DIRECTION 1 >> Pull out every line of the rows below that contains the word "hose".

--- begin TEXT PROVIDED ---

In an exemplary embodiment, the annular seal 20 comprises a single,
circumferentially extending element 26 defining a first end 28 and
a second end 30, as shown in detail in FIGS. 3 and 4. A necked down
portion 32 is formed in second end 30 and is configured to
internally engage first end 28 in a slidably overlapping manner.
Referring particularly to FIGS. 4 and 5, the necked down portion,
which may be formed through any suitable mechanical forming
process, will have a smaller but similar axial cross section as the
first end 28, allowing the second end to nest within the first end
28 when assembled in the turbine engine 10. The second end 30 may
be angled or tapered to aid its insertion into first end 28 during
assembly.
[0016] In an exemplary embodiment of the invention shown in FIGS. 3
and 4, the necked down portion 32 ends at shoulder 34 and has a
length "L", which allows for overlapping engagement of, and
relative movement of, the nested ends 28 and 30, across the entire
engine temperature profile. The annular seal configuration as
described, dispenses with the need for a gap between the ends 28
and 30, to account for differential thermal expansion between the
nozzle inner band 16 and the support flange 18 and the resulting
relative movement therebetween. Because the second end 30 is necked
down, allowing the first and second ends 28 and 30 to nest in
overlapping relationship to one another, no welding, brazing or
other mechanical discontinuity is required. The result is a robust,
simple seal 20 which disposes with the need for added mechanical
stress risers which could ultimately affect its performance.

--- end TEXT PROVIDED ---
--- begin MATERIAL FOR THE TASK ---

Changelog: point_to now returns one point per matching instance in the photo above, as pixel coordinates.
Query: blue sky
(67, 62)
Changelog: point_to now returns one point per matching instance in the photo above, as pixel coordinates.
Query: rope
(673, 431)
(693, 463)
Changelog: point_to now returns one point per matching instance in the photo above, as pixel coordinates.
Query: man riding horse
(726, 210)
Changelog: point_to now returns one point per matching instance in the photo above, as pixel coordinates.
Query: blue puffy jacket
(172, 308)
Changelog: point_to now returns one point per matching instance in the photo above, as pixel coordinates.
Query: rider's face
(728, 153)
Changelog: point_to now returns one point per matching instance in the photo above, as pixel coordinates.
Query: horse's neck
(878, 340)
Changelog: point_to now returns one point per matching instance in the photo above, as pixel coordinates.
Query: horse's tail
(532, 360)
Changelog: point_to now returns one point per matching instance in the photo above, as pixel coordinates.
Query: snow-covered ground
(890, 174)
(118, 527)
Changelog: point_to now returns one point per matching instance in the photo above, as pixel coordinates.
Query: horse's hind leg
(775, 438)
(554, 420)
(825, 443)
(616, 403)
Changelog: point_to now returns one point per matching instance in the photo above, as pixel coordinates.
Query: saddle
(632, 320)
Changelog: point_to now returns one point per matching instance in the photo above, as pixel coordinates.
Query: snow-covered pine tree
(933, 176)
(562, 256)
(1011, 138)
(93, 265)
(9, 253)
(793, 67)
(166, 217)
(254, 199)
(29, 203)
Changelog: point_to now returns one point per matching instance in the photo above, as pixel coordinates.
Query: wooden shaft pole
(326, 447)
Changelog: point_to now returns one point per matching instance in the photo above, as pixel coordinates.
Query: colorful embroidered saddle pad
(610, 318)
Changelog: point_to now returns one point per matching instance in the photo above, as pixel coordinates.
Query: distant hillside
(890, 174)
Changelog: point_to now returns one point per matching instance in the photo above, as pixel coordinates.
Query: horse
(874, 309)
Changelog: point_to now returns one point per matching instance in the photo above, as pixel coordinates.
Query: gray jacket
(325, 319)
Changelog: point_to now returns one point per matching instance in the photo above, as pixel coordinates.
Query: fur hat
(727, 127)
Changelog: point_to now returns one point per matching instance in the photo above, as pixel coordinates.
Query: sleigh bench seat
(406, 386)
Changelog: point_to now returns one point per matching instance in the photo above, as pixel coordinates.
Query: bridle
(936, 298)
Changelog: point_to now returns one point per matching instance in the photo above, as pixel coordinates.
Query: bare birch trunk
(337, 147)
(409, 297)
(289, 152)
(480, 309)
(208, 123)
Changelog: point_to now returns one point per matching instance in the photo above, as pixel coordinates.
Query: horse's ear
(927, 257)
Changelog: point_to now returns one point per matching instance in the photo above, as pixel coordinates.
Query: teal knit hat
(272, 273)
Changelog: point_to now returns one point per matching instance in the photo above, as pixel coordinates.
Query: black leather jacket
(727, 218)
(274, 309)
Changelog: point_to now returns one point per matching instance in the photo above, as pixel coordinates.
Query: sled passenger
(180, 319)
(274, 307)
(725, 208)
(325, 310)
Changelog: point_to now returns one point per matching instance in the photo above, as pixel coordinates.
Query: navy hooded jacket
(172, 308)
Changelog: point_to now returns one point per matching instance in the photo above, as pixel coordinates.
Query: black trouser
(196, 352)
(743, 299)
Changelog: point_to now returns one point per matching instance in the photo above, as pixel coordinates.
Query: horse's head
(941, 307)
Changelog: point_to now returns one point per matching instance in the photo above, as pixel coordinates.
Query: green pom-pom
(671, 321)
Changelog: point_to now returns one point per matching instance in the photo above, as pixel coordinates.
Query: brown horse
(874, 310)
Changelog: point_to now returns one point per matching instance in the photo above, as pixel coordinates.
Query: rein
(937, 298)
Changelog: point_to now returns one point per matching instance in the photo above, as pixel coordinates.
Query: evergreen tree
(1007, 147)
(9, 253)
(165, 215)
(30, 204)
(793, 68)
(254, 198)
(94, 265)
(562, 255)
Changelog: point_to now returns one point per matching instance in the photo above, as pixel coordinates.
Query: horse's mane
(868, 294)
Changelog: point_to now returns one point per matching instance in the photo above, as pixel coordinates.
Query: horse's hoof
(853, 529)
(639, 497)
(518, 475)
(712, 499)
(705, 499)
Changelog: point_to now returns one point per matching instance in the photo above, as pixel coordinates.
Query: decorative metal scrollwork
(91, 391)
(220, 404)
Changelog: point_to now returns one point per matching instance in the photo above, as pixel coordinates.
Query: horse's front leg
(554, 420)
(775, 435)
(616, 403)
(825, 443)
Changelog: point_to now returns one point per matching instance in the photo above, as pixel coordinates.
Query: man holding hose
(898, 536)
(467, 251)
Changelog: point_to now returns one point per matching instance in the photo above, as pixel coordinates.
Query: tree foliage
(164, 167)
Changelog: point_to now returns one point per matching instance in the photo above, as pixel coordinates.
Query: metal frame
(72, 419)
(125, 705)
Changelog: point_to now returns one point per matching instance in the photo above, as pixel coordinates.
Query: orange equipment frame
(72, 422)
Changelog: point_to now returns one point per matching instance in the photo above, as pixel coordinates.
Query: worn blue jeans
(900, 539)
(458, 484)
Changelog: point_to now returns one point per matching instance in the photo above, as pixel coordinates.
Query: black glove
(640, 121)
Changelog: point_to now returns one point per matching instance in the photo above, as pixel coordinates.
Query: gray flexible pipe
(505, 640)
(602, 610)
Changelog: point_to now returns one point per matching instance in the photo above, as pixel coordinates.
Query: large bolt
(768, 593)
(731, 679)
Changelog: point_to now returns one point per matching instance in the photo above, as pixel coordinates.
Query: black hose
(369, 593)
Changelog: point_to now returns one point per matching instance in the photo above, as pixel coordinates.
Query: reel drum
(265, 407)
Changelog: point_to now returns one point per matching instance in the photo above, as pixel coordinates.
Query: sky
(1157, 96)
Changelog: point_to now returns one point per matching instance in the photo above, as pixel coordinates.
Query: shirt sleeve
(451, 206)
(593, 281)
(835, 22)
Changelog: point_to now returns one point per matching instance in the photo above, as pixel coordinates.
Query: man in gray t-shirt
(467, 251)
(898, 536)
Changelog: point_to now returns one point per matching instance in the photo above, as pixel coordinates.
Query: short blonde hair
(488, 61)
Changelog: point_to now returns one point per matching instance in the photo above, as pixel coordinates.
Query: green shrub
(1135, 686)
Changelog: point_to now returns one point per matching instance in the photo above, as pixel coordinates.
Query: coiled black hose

--- end MATERIAL FOR THE TASK ---

DIRECTION 2 >> In the annular seal passage above, where does the necked down portion 32 end?

EXERCISE ANSWER 1 >>
Query: man holding hose
Query: black hose
Query: coiled black hose

EXERCISE ANSWER 2 >> At shoulder 34.